● Exercise task
Present each line of the items below as a Markdown table with the columns Row and Line. Number the rows and omit blank lines.

● Input for this task
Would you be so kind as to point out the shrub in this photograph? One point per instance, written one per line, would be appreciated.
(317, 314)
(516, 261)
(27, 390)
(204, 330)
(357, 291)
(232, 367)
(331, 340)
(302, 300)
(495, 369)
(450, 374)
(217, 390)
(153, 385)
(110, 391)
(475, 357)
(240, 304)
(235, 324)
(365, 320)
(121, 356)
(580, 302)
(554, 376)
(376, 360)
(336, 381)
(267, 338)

● Written response
| Row | Line |
|---|---|
| 1 | Would you be so kind as to point out the shrub in this photograph? One point per instance, written one per line, would be appreciated. |
| 2 | (317, 314) |
| 3 | (516, 261) |
| 4 | (27, 390) |
| 5 | (204, 330) |
| 6 | (357, 291) |
| 7 | (232, 367) |
| 8 | (331, 340) |
| 9 | (302, 300) |
| 10 | (495, 369) |
| 11 | (450, 374) |
| 12 | (217, 390) |
| 13 | (153, 385) |
| 14 | (110, 391) |
| 15 | (475, 357) |
| 16 | (240, 304) |
| 17 | (235, 324) |
| 18 | (365, 320) |
| 19 | (121, 356) |
| 20 | (580, 302) |
| 21 | (554, 376) |
| 22 | (376, 360) |
| 23 | (336, 381) |
| 24 | (267, 338) |